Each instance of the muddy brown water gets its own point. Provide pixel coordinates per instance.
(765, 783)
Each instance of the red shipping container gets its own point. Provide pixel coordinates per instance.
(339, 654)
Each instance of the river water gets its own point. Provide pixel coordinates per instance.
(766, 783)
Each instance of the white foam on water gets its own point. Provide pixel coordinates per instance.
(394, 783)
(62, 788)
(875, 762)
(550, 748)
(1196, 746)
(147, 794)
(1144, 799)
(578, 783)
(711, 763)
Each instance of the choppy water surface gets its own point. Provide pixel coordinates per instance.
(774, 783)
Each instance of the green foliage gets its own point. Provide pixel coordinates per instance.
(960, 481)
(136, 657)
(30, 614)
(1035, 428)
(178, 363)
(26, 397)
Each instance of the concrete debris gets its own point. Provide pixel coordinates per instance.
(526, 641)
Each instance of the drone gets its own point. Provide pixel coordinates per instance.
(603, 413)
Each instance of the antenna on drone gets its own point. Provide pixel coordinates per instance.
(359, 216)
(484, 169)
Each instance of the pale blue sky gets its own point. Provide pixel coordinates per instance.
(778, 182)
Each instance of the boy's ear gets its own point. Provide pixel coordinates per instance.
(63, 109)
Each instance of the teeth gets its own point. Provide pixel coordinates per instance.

Goal of the exercise:
Take the material above and set it down again exactly.

Solution below:
Each instance of the muddy brown water gets its own point. Provide pixel coordinates per instance.
(765, 783)
Each instance of the red shipping container gets its own point. Provide pixel coordinates per instance.
(339, 654)
Each instance of the river water gets its own point. Provide pixel coordinates per instance.
(766, 783)
Each instance of the white foam on water gets its own point. Provide pixel coordinates per instance.
(394, 783)
(62, 788)
(875, 762)
(550, 748)
(1196, 746)
(147, 794)
(1144, 799)
(578, 783)
(711, 763)
Each instance of the choppy water surface gets its own point. Provide pixel coordinates per instance.
(774, 783)
Each instance of the green foliage gets its own point. Provide pixel coordinates per instance.
(960, 481)
(136, 657)
(30, 614)
(1035, 428)
(178, 363)
(26, 397)
Each instance of the concrete debris gets its own point. Provide pixel coordinates per instance.
(526, 641)
Each instance of the drone gets its own point. Provide pixel coordinates per instance.
(603, 413)
Each instance of the antenna on drone gets its own point. Provide pixel coordinates per instance.
(359, 216)
(484, 169)
Each instance of the pale blue sky gets its own point. Provide pixel coordinates per instance.
(778, 182)
Each instance of the boy's ear gets its own point. Provide pixel coordinates per instance.
(63, 109)
Each instance of the teeth gets its own point. Provide pixel coordinates per instance.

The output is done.